**INSTRUCTIONS TO FOLLOW**
Extend the passage on UK policy documents promoting partnership between health and social care services, starting after its final sentence.

Firstly the Seebohm Report (HMSO, 1968) argued for a co-operation across the spectrum of welfare state services and more effective co-operation by different professionals. It proposed a major restructuring of personal social services into a unified social service department. National Health Service and Community Care Act (HMSO, 1990) gave a duty to local authorities to assess and where applicable meet a person’s needs for community care services by collaboration with other agencies. Building Bridges (DOH, 1995) this encourages interdisciplinary and multiagency care planning.
The Health and Social Care Act 2001 (Home Office, 2001) created new powers to establish care trusts by building on existing health and local authority powers to forge partnerships and provide integrated care. The National Service Framework for Older People (DOH, 2001) set out standards for care of older people across health and social services. It aimed to remove age discrimination, provide person center care, promoting independence and fitting services around people needs. Means for achieving these aims included the single assessment process and integration in commissioning arrangement and service provision. Valuing people a new strategy for learning disability for the 21st century (DH, 2001) highlighted partnership working through local partnership boards and inter-professional/inter agency co-operation are seen as central to achieving the four key principles of rights, independence, choice and inclusion for people with learning disabilities. National Service Framework (NSF) for Older People (Department of Health, 2001) highlighted that agencies should not duplicate each other’s assessments, and professionals should contribute to assessments in the most effective way.

**PROVIDED MATERIAL**
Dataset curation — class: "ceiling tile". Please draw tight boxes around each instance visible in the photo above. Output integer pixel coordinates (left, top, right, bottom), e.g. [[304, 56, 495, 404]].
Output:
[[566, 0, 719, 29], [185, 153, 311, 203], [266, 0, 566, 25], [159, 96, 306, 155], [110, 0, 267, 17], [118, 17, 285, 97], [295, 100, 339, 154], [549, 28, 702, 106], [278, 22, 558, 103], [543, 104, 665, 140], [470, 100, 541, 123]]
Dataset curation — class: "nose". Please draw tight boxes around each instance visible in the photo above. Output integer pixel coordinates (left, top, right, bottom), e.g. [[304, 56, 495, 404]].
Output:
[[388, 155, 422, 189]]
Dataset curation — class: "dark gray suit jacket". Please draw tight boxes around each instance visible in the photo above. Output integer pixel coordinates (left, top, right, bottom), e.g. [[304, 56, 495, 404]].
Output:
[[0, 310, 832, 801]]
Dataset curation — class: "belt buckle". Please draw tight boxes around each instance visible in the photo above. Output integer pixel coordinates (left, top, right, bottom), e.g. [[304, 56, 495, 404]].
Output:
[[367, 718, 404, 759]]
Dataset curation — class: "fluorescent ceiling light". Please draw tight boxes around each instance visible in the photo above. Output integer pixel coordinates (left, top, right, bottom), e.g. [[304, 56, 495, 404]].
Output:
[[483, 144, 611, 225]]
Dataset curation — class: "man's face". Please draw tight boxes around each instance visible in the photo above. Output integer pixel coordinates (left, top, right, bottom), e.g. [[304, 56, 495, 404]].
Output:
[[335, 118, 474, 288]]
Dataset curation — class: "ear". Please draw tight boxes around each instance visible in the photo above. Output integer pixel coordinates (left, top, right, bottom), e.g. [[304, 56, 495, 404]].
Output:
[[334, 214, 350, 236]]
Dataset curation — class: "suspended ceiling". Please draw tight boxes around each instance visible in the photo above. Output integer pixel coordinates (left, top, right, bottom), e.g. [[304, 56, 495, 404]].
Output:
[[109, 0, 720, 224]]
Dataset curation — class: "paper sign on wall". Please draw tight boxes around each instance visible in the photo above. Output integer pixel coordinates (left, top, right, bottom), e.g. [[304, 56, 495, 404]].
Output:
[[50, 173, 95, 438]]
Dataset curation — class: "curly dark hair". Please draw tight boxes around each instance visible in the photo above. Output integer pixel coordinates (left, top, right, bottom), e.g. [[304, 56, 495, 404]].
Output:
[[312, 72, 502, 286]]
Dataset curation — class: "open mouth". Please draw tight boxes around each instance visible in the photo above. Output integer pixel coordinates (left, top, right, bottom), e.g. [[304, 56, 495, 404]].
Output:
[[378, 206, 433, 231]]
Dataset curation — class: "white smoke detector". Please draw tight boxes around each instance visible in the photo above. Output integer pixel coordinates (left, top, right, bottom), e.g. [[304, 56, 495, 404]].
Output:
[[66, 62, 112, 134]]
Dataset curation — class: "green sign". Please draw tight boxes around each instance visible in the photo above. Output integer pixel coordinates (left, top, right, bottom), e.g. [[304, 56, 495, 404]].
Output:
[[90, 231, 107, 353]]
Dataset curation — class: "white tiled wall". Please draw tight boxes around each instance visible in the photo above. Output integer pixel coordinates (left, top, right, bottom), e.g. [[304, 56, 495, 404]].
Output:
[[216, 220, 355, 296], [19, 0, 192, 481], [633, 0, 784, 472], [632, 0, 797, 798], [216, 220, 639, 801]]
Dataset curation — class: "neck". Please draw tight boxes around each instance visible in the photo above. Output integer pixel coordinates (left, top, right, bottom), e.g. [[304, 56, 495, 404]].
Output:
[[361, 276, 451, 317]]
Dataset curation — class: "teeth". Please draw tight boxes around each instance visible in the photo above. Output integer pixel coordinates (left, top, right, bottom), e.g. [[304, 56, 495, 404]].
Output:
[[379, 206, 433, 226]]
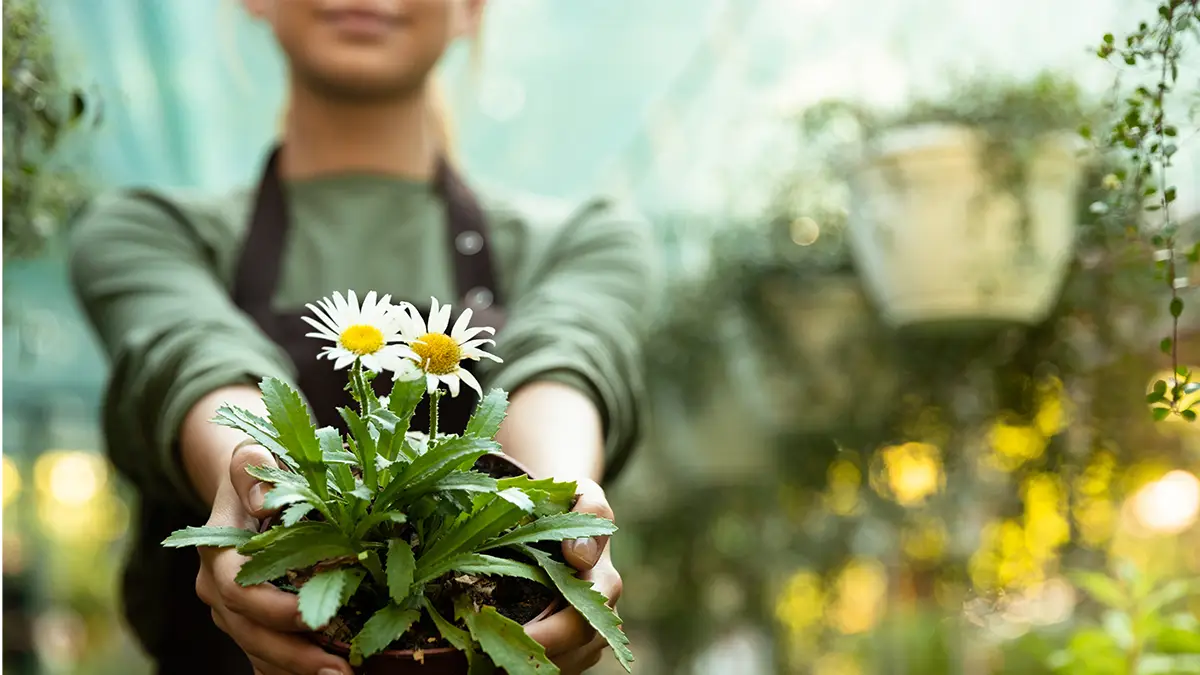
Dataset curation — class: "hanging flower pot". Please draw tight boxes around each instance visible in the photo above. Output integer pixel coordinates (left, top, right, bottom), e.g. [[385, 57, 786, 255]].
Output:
[[848, 124, 1082, 327]]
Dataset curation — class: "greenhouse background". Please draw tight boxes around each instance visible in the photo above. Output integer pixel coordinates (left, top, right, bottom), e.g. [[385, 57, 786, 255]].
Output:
[[4, 0, 1200, 675]]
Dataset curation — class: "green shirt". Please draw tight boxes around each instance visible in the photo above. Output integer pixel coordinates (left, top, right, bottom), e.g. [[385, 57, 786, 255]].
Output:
[[71, 174, 656, 506]]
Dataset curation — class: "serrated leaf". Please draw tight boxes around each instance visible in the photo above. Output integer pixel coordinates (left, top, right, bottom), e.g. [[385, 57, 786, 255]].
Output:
[[354, 510, 408, 539], [281, 502, 312, 526], [388, 377, 425, 417], [350, 604, 421, 663], [236, 522, 358, 586], [458, 598, 559, 675], [416, 495, 524, 578], [212, 406, 299, 470], [259, 377, 324, 473], [463, 389, 509, 438], [415, 554, 551, 586], [426, 471, 498, 494], [479, 513, 617, 551], [162, 527, 254, 549], [376, 436, 499, 508], [517, 545, 634, 671], [388, 539, 416, 604], [421, 598, 496, 675], [337, 408, 379, 491], [299, 567, 364, 631], [317, 426, 358, 492], [1069, 572, 1129, 609], [497, 476, 577, 515]]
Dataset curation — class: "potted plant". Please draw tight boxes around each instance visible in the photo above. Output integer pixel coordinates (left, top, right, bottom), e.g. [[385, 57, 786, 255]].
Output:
[[806, 74, 1087, 327], [4, 0, 98, 259], [163, 292, 632, 675]]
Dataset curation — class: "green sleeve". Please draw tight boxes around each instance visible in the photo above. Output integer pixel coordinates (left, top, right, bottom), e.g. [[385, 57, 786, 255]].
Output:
[[70, 189, 293, 506], [488, 201, 659, 478]]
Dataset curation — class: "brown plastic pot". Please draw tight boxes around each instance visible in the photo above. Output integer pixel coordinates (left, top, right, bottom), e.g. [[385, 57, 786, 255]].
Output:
[[260, 454, 549, 675], [312, 601, 558, 675]]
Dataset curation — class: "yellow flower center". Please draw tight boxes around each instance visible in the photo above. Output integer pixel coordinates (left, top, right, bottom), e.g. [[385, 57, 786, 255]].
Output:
[[410, 333, 462, 375], [337, 323, 383, 357]]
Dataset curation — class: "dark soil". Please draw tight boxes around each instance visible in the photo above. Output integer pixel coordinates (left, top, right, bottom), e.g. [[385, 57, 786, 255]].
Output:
[[274, 455, 563, 650]]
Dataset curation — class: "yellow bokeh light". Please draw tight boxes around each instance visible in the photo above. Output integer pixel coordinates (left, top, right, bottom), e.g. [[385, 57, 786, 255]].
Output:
[[2, 455, 20, 508], [822, 460, 863, 515], [829, 560, 888, 634], [1132, 471, 1200, 534], [775, 569, 824, 635], [34, 450, 108, 507], [880, 443, 946, 506], [986, 422, 1049, 471]]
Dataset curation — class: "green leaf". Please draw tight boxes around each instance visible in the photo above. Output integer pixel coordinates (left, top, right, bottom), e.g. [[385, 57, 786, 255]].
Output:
[[458, 595, 559, 675], [479, 513, 617, 551], [497, 476, 577, 515], [388, 377, 425, 420], [238, 524, 358, 586], [518, 545, 634, 671], [427, 471, 498, 492], [388, 539, 416, 604], [421, 597, 496, 675], [238, 520, 341, 555], [317, 426, 358, 492], [463, 389, 509, 438], [1069, 572, 1129, 609], [162, 527, 254, 549], [300, 567, 364, 631], [259, 377, 324, 468], [282, 502, 312, 526], [350, 604, 421, 665], [337, 408, 379, 492], [212, 406, 299, 470], [376, 436, 499, 509], [415, 554, 550, 586], [416, 492, 526, 578], [354, 510, 408, 539]]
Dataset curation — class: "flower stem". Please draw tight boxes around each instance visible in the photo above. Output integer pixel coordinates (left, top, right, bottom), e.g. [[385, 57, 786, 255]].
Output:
[[430, 389, 442, 437]]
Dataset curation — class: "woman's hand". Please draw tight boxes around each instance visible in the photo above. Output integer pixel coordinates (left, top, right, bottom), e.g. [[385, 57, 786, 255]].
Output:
[[526, 479, 622, 675], [196, 446, 350, 675]]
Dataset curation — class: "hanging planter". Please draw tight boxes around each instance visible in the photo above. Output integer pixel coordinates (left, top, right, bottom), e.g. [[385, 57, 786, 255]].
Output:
[[805, 76, 1087, 330], [848, 124, 1082, 327]]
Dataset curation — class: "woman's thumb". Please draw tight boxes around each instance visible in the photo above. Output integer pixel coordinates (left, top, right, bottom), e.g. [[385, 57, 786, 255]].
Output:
[[229, 443, 278, 520]]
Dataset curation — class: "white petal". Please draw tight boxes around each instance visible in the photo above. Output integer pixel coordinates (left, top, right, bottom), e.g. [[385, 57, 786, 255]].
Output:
[[456, 368, 484, 396], [455, 325, 496, 342], [362, 352, 383, 372], [450, 307, 472, 342], [428, 298, 450, 333], [439, 375, 458, 399]]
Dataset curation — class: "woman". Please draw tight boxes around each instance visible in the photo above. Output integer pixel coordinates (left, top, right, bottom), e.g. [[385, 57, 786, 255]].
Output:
[[72, 0, 653, 675]]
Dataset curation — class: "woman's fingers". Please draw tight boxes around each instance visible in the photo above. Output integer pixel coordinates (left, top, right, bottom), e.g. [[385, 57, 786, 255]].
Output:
[[229, 444, 278, 520], [198, 549, 310, 632], [563, 479, 614, 572]]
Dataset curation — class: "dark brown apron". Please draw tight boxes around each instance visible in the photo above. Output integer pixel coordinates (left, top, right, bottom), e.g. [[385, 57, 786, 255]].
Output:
[[124, 149, 504, 675]]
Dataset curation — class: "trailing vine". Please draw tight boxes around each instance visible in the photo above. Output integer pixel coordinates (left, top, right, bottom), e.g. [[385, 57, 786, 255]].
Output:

**RESPONSE AREA**
Community Care (Delayed Discharge) Act (DoH, 2003) introduced a new dynamic in interagency and inter professional relationships. It made social services authorities liable to reimburse the NHS for delays where patients in hospital are medically fit but unable to be discharged due solely to social service inability to provide assessment and community care services within a required timescale. Every Child Matters (HMSO, 2003) in response to the Victoria Climbi inquiry, it proposed: improved interagency information sharing and co-operation; work in multi-disciplinary teams; a ‘lead’ professional role; creation of local safeguarding boas; in the long term integration of key services for children and young people in children’s trusts under a director of children’s services. Children Act ( 2004) allowed the creation of database to support professionals in sharing information. The Carers (Equal Opportunities) Act (DOH, 2004) placed a duty on social service to inform carers of their right to an assessment. It also enabled social services to ask other public bodies including the health organizations to provide service to careers. Single Assessment Process Implementation Guidance (DOH, 2004) sets out how the single assessment process described in the Mental Capacity Act (2005) where social workers and care professionals acting on behalf of someone who lacks capacity must act in a person’s best interest.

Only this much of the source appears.